**Problem:**
In the movie genre project description, which three classifiers are tested in Milestone 3?

**Text provided:**
============

Predicting Movie Genres

Kyle Honegger, Mark Hill, Joseph Reilly
CS109b final project, Spring 2017

Milestone 1

Milestone_1_Kyle_Joe_Mark_v2.ipynb

This notebook contains our preliminary trials of working with the movie databases, as well as some EDA where we investigate the frequency of the most common movie pairs, text data from reviews and similar movies, and average profit by genre.

Milestone 2

Milestone2.ipynb & csv_processing.ipynb

Milestone2.ipynb contains the code used to download all of the data we used for training our models as well as formatting it into a csv file. csv_processing.ipynb contains code used to clean and preprocess the data, address any noticed idosyncracies, create the dummy variables for the categorical features, collapse the genres, and split the features from the genres.

Milestone 3

Milestone_3_v4.ipynb

This notebook contains the traditional machine learning methods we tested on this data. We split the data into train and test sets, one set drops missing values, one imputes missing values, and the others add subsequently more features to the data so we can see how performance changes as more and more features are added. We test a Naive Bayes classifier, Logistic regression, and a random forest classifier on the original data and data reduced via PCA to see if reducing the dimensions improves or worsens performance.

============

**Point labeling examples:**
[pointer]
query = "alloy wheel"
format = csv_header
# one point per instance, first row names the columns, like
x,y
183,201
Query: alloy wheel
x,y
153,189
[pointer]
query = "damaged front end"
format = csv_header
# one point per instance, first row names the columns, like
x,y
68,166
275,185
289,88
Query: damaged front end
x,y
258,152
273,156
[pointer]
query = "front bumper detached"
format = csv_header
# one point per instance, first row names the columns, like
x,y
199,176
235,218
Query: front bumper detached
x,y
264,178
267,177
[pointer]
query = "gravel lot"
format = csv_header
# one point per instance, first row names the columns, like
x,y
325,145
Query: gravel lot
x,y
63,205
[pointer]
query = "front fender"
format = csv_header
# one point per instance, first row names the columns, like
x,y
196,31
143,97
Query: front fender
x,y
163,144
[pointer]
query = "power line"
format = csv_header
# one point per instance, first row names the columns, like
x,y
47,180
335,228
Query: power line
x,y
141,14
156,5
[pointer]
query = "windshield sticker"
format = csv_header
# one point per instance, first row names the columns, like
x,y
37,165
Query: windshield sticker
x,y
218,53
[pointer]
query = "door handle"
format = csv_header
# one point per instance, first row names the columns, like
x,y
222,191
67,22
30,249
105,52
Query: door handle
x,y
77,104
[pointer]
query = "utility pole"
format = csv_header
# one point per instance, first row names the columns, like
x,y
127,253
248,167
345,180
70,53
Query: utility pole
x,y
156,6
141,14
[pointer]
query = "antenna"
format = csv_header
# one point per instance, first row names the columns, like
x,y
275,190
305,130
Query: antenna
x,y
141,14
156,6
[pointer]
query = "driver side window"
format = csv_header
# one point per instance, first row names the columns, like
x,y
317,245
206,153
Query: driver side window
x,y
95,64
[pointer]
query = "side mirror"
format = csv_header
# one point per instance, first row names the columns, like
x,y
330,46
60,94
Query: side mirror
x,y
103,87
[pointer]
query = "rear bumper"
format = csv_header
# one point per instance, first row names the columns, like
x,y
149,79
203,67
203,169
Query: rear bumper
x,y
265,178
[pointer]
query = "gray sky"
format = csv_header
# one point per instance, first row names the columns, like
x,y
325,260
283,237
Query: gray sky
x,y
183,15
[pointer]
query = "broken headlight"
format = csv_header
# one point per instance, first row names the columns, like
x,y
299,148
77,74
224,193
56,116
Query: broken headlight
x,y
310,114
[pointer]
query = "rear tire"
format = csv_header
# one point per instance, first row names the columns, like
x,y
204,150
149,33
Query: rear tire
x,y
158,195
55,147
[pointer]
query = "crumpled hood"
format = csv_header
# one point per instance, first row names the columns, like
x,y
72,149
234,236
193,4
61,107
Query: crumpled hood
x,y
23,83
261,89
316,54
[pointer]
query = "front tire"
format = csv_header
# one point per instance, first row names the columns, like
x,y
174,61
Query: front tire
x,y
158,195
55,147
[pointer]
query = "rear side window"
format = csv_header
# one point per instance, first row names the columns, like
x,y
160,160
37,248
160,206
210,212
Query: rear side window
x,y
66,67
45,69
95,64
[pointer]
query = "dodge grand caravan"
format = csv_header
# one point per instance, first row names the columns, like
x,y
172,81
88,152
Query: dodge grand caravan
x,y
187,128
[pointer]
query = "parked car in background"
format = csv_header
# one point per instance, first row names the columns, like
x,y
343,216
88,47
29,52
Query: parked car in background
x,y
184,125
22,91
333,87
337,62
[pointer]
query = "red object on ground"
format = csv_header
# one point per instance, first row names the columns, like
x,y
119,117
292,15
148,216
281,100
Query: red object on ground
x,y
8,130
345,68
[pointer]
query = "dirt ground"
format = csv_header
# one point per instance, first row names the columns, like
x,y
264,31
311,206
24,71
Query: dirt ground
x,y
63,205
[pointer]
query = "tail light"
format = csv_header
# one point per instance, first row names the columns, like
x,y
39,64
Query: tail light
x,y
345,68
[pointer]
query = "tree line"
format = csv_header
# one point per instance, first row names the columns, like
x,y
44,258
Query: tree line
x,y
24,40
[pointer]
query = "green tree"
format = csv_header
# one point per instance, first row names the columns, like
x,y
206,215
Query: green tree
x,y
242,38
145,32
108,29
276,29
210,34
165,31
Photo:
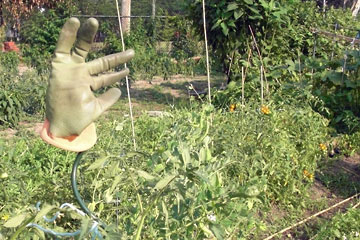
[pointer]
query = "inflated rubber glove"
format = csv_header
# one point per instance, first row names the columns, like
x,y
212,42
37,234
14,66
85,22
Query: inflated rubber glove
x,y
71,106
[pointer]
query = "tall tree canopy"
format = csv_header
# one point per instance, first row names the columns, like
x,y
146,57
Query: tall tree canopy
x,y
20,8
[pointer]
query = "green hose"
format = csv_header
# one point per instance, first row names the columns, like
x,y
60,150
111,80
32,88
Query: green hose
x,y
76,191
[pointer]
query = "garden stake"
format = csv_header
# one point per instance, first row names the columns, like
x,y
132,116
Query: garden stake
x,y
242,87
207,52
258,50
126,78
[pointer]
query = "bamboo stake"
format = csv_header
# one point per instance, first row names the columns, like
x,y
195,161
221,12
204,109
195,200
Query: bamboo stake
x,y
258,50
242,87
311,217
126,78
207,51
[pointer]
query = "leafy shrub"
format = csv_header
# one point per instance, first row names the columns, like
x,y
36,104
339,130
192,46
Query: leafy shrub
x,y
40,33
9,61
21,94
10,100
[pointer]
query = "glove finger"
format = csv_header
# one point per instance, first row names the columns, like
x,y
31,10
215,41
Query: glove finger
x,y
85,37
108,79
67,36
105,63
105,101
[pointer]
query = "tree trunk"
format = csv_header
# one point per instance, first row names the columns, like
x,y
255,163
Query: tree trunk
x,y
355,8
125,13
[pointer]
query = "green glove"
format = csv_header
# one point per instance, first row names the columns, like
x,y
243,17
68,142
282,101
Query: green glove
x,y
70,103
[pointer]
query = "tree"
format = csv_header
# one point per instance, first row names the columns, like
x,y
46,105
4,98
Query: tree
x,y
22,8
355,8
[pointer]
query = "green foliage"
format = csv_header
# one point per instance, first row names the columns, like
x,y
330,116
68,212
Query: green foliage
x,y
196,174
9,61
20,94
337,83
39,36
10,100
149,61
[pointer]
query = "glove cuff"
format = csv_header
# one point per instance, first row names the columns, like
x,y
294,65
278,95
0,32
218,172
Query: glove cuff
x,y
80,143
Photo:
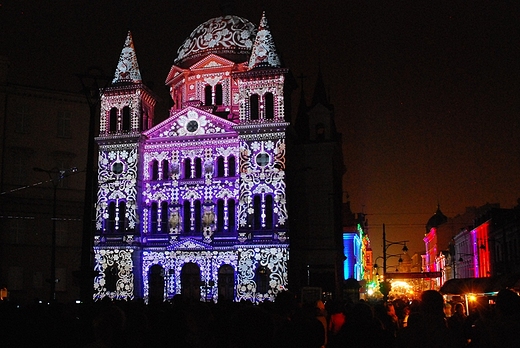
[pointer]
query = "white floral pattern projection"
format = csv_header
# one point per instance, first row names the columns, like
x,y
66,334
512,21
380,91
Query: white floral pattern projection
x,y
117,186
275,259
229,33
244,260
256,178
105,259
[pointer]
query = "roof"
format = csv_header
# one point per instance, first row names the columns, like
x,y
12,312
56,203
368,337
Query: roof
x,y
481,285
230,37
127,68
264,53
436,220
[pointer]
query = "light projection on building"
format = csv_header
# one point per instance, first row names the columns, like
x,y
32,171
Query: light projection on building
x,y
195,205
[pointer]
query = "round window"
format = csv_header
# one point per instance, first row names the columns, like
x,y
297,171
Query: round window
x,y
192,126
117,168
262,159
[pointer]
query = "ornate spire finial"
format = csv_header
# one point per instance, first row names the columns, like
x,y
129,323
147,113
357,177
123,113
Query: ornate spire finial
x,y
127,68
263,54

============

**Full solution:**
A Naive Bayes classifier, logistic regression, and a random forest classifier.